[RECORD EXTRACTS — start]
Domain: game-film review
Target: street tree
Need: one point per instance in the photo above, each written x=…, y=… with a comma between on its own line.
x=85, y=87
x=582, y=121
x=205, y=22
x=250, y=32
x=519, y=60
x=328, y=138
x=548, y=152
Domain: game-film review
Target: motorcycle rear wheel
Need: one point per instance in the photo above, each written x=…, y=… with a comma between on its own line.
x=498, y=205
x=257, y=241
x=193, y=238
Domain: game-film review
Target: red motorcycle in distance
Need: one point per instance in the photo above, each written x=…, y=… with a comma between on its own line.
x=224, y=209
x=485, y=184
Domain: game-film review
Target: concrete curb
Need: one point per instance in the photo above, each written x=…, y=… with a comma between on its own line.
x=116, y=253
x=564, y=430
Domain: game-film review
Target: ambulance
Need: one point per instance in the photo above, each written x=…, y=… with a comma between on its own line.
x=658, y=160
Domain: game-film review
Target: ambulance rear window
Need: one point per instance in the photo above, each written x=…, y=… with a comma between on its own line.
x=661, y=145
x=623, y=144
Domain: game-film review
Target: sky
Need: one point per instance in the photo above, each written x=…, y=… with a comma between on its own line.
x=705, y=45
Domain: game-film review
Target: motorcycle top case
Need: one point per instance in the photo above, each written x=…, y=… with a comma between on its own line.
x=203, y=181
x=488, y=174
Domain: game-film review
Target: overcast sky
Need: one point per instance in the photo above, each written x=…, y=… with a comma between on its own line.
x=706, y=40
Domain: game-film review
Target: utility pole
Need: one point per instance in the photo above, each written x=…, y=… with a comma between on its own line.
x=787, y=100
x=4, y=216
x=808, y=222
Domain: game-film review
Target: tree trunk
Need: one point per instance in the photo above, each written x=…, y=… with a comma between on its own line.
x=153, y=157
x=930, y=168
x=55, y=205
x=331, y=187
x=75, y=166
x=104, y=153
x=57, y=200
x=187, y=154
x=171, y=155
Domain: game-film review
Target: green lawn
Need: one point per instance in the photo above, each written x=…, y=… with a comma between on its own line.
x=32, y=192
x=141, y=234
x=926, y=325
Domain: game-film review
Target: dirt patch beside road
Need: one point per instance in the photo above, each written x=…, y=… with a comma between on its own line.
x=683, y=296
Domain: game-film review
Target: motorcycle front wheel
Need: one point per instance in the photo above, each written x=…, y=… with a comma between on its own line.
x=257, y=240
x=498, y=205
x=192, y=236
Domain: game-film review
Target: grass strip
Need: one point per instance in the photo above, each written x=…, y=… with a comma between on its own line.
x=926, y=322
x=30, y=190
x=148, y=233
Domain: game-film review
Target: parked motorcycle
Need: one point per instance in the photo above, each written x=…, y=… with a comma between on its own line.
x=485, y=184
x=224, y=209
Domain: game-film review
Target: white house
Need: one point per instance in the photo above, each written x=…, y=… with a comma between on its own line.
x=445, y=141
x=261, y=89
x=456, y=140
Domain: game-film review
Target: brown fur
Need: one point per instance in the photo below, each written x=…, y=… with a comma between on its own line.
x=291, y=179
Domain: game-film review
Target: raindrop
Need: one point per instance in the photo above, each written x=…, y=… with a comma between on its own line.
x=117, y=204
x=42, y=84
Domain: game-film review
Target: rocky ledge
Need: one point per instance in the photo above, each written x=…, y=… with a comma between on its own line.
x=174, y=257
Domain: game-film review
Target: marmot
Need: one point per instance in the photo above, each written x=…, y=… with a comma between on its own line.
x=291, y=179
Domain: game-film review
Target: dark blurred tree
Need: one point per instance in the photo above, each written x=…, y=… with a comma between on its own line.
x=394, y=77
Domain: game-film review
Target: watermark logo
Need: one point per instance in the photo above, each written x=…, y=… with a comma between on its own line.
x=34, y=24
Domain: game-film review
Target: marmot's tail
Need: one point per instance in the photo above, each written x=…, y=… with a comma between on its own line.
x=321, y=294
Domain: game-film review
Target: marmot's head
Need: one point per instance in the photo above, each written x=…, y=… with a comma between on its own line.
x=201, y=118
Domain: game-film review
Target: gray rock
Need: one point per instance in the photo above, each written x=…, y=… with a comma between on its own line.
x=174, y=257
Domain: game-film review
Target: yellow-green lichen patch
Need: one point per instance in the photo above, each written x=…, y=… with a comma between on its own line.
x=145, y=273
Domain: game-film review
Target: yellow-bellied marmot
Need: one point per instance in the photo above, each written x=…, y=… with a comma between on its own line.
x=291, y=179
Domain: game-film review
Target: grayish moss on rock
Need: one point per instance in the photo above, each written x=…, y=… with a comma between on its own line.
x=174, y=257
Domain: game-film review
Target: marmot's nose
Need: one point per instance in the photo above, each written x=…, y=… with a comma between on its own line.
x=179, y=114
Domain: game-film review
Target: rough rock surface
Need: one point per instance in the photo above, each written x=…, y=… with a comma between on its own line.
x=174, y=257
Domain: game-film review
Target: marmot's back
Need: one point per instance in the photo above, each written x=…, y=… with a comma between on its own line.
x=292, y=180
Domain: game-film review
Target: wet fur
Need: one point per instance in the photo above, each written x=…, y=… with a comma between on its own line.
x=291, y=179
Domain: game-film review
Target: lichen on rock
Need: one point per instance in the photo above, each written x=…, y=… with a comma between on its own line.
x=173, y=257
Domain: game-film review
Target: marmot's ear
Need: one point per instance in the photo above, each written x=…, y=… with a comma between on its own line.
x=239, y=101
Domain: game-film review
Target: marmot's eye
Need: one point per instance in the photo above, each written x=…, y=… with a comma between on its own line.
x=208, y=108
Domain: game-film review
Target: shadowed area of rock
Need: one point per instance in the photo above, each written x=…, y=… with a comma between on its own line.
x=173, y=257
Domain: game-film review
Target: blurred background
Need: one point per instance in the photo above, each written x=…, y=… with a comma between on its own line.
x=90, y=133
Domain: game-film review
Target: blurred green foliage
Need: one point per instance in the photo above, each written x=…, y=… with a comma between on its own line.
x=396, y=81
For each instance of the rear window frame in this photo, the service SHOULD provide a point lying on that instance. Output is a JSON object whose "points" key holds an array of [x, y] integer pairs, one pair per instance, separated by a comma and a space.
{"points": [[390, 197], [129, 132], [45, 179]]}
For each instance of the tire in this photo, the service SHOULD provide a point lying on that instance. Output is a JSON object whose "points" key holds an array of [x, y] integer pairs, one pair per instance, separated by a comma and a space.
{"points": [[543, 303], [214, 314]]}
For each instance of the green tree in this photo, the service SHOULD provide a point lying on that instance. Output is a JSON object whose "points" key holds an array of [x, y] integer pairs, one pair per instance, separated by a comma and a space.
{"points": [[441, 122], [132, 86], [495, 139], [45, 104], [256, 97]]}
[RECORD EXTRACTS — finish]
- _WHAT YOU WILL DO_
Your reply should match the data above exactly, line for line.

- _TASK SOLUTION_
Domain: game-film review
Target: street tree
Need: one point per instance in the photo above, each written x=…, y=… with a comma between on its own line.
x=85, y=87
x=582, y=121
x=205, y=22
x=250, y=32
x=519, y=60
x=328, y=138
x=548, y=152
Domain: game-film review
Target: motorcycle rear wheel
Need: one point per instance in the photo above, each written x=…, y=… with a comma between on its own line.
x=498, y=205
x=257, y=241
x=193, y=238
Domain: game-film review
Target: red motorcycle in distance
Need: one point per instance in the photo above, each written x=…, y=… with a comma between on its own line.
x=224, y=209
x=485, y=184
Domain: game-film review
Target: concrete curb
Need: one point per instance in the photo above, each written x=…, y=… with a comma between on its own line.
x=116, y=253
x=564, y=430
Domain: game-film review
Target: ambulance
Need: one point per instance in the photo above, each written x=…, y=… with a comma between on its own line.
x=658, y=160
Domain: game-film review
Target: ambulance rear window
Need: one point per instance in the photo above, each written x=…, y=… with a comma between on its own line.
x=661, y=145
x=623, y=144
Domain: game-film review
Target: sky
Need: one point per instance in the photo above, each written x=…, y=… with a comma between on its own line.
x=705, y=45
Domain: game-film review
Target: motorcycle top case
Need: one point per instance in the photo above, each written x=…, y=… with a comma between on its own line.
x=203, y=181
x=488, y=174
Domain: game-film review
Target: overcast sky
Need: one point per instance in the photo above, each written x=…, y=… with a comma between on its own line.
x=706, y=40
Domain: game-film review
Target: utility pole
Need: one point per instance in the photo above, each written x=…, y=… with a comma between on its own line.
x=787, y=100
x=4, y=216
x=808, y=222
Domain: game-film review
Target: tree trunk
Need: one point per instance in the photo above, each written x=…, y=… with a comma between on its own line.
x=153, y=157
x=930, y=168
x=55, y=205
x=331, y=187
x=75, y=166
x=104, y=153
x=57, y=200
x=187, y=154
x=171, y=155
Domain: game-film review
Target: green lawn
Need: one point per instance in the photo above, each written x=…, y=… with a comma between on its own line.
x=32, y=192
x=141, y=234
x=926, y=325
Domain: game-film review
Target: dirt patch beside road
Need: one point per instance in the photo above, each written x=…, y=… with a comma between on its own line.
x=683, y=296
Domain: game-film review
Target: motorcycle front wheel
Need: one point per instance in the photo above, each written x=…, y=… with a comma between on its own line.
x=257, y=240
x=498, y=205
x=192, y=236
Domain: game-film review
Target: grass strip
Need: one point per instance in the photo above, each written x=…, y=… with a comma between on its own line.
x=926, y=322
x=30, y=190
x=148, y=233
Domain: game-film review
Target: parked motorcycle
Need: one point per instance in the photo above, each written x=…, y=… with a comma between on its own line.
x=485, y=184
x=224, y=209
Domain: game-film review
Target: white house
Need: one point per instance in the photo above, each written x=…, y=… with a comma between on its own line.
x=445, y=141
x=261, y=89
x=456, y=140
Domain: game-film review
Target: brown fur
Need: one point per instance in the photo below, each written x=…, y=… with a comma between on its own line.
x=291, y=179
Domain: game-film review
Target: raindrop
Need: one point per instance in the photo above, each written x=…, y=… with a comma between on its own line.
x=117, y=204
x=42, y=84
Domain: game-film review
Target: rocky ledge
Need: one point per instance in the photo above, each written x=…, y=… with a comma between on its own line.
x=174, y=257
Domain: game-film review
Target: marmot
Need: one point per instance in the photo above, each written x=…, y=… with a comma between on its own line.
x=291, y=179
Domain: game-film review
Target: dark blurred tree
Need: one point per instance in the photo above, each written x=…, y=… with a comma between on its own line.
x=394, y=77
Domain: game-film review
Target: watermark logo
Need: one point per instance in the photo above, each written x=…, y=… with a comma between on its own line.
x=34, y=24
Domain: game-film review
Target: marmot's tail
Need: one point per instance in the photo above, each written x=…, y=… with a comma between on its own line.
x=321, y=294
Domain: game-film review
Target: marmot's head
Need: one point per instance in the photo above, each written x=…, y=… with a comma between on its own line.
x=201, y=118
Domain: game-film review
Target: gray rock
Need: one point per instance in the photo above, each written x=…, y=… with a comma between on its own line.
x=174, y=257
Domain: game-film review
Target: yellow-green lichen patch
Need: one point per instance in the photo above, each written x=…, y=… with a comma between on its own line.
x=145, y=273
Domain: game-film review
Target: yellow-bellied marmot
Need: one point per instance in the photo above, each written x=…, y=… with a comma between on its own line.
x=291, y=179
Domain: game-film review
Target: grayish moss on rock
Need: one point per instance in the photo above, each written x=…, y=… with a comma between on its own line.
x=174, y=257
Domain: game-film review
Target: marmot's nose
Need: one point per instance in the photo above, each written x=…, y=… with a comma between on its own line.
x=179, y=114
Domain: game-film review
Target: rough rock surface
Need: one point per instance in the photo above, each written x=…, y=… with a comma between on its own line.
x=174, y=257
Domain: game-film review
Target: marmot's back
Need: one point per instance in the photo above, each written x=…, y=… with a comma between on its own line.
x=292, y=180
Domain: game-film review
Target: wet fur
Need: one point per instance in the photo above, each written x=…, y=… with a comma between on its own line.
x=291, y=179
Domain: game-film review
Target: lichen on rock
Need: one point per instance in the photo above, each written x=…, y=… with a comma between on its own line.
x=173, y=257
Domain: game-film review
Target: marmot's ear
Need: one point per instance in the photo above, each written x=…, y=… with a comma between on its own line.
x=239, y=101
Domain: game-film review
Target: marmot's eye
Need: one point per instance in the photo above, each written x=…, y=… with a comma between on its own line.
x=208, y=108
Domain: game-film review
Target: shadowed area of rock
Need: one point per instance in the photo above, each written x=…, y=… with a comma between on its own line.
x=173, y=257
Domain: game-film review
Target: blurred background
Need: one point per instance in the photo above, each written x=…, y=… with a comma between on its own line.
x=90, y=133
Domain: game-film review
Target: blurred green foliage
Need: one point per instance in the photo above, each written x=…, y=… with a comma between on its own line.
x=396, y=81
For each instance of the rear window frame in this photo, the service SHOULD provide a point lying on that instance. Output is a JSON object whose "points" key holds an array of [x, y] integer pairs, one pair per instance, separated by a comma and a space.
{"points": [[390, 197], [129, 132], [45, 179]]}
For each instance of the tire in this photo, the service SHOULD provide a point lying on that instance. Output is a JSON object whose "points" key holds an array of [x, y] integer pairs, one pair per instance, separated by a comma and a space.
{"points": [[543, 303], [214, 314]]}
For each instance of the green tree in this photo, the service SHOULD provide a point lying on that instance. Output is a JSON object whose "points" key holds an array of [x, y] integer pairs, one pair per instance, separated by a comma and a space.
{"points": [[441, 122], [132, 86], [495, 139], [45, 104], [256, 97]]}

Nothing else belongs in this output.